Record extracts:

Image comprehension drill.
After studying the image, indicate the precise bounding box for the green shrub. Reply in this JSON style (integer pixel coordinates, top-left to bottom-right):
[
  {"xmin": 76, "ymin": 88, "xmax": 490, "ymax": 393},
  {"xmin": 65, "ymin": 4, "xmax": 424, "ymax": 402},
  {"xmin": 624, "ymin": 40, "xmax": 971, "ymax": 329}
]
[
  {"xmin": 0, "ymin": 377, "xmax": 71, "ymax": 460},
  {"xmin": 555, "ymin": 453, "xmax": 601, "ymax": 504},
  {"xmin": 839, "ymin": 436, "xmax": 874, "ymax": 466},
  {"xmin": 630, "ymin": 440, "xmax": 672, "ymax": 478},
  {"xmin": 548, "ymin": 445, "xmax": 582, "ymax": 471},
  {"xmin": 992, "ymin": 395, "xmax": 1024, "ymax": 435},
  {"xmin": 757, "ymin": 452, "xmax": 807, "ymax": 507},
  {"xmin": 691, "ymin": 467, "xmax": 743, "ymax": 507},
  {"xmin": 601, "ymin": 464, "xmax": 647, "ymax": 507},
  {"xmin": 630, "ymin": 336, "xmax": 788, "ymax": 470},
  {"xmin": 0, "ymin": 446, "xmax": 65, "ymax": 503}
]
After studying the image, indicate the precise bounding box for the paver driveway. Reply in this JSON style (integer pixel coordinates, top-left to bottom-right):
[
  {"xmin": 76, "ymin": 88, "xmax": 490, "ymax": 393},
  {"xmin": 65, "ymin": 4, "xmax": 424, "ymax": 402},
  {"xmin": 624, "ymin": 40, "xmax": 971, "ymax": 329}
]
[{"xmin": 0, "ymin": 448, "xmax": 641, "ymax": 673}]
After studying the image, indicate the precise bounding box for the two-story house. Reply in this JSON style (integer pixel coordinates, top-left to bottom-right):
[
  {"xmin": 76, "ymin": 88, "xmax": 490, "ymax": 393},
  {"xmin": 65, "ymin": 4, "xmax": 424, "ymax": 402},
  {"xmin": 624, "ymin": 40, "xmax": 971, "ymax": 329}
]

Direction: Render every line of the records above as a Markdown table with the columns Row and Line, numbering each row and leaving out blank lines.

Full output:
| Row | Line |
|---|---|
| 1 | Image comprehension drill. |
| 2 | After studying the image, indicate the precise bounding box for the green shrub. Reply in this JSON style (integer pixel coordinates, top-left to bottom-right): |
| 3 | [ |
| 4 |   {"xmin": 76, "ymin": 88, "xmax": 490, "ymax": 393}, |
| 5 |   {"xmin": 65, "ymin": 4, "xmax": 424, "ymax": 402}, |
| 6 |   {"xmin": 624, "ymin": 40, "xmax": 971, "ymax": 329} |
| 7 | ] |
| 8 | [ |
| 9 |   {"xmin": 0, "ymin": 377, "xmax": 71, "ymax": 460}, |
| 10 |   {"xmin": 555, "ymin": 453, "xmax": 601, "ymax": 504}, |
| 11 |   {"xmin": 839, "ymin": 436, "xmax": 874, "ymax": 466}, |
| 12 |   {"xmin": 630, "ymin": 440, "xmax": 672, "ymax": 478}, |
| 13 |   {"xmin": 548, "ymin": 445, "xmax": 582, "ymax": 471}, |
| 14 |   {"xmin": 992, "ymin": 395, "xmax": 1024, "ymax": 435}, |
| 15 |   {"xmin": 757, "ymin": 452, "xmax": 807, "ymax": 507}, |
| 16 |   {"xmin": 691, "ymin": 467, "xmax": 743, "ymax": 507}, |
| 17 |   {"xmin": 601, "ymin": 464, "xmax": 647, "ymax": 507}, |
| 18 |   {"xmin": 630, "ymin": 336, "xmax": 788, "ymax": 470}, |
| 19 |   {"xmin": 0, "ymin": 446, "xmax": 65, "ymax": 503} |
| 20 | ] |
| 21 | After studying the image, indicate the precise bounding box for the paver driveway. Reply in this JSON style (integer pixel coordinates, top-left to bottom-right): |
| 22 | [ |
| 23 |   {"xmin": 76, "ymin": 88, "xmax": 490, "ymax": 393}, |
| 24 |   {"xmin": 65, "ymin": 4, "xmax": 424, "ymax": 402}, |
| 25 |   {"xmin": 624, "ymin": 40, "xmax": 971, "ymax": 329} |
| 26 | ] |
| 27 | [{"xmin": 0, "ymin": 448, "xmax": 641, "ymax": 673}] |
| 28 | After studying the image, indicate the precise bounding box for the two-story house. Reply in this JSON style (integer pixel coordinates, top-left to bottom-right): |
| 29 | [ |
| 30 |   {"xmin": 76, "ymin": 88, "xmax": 490, "ymax": 393}, |
| 31 |   {"xmin": 65, "ymin": 4, "xmax": 424, "ymax": 402}, |
| 32 |   {"xmin": 624, "ymin": 40, "xmax": 971, "ymax": 329} |
| 33 | ] |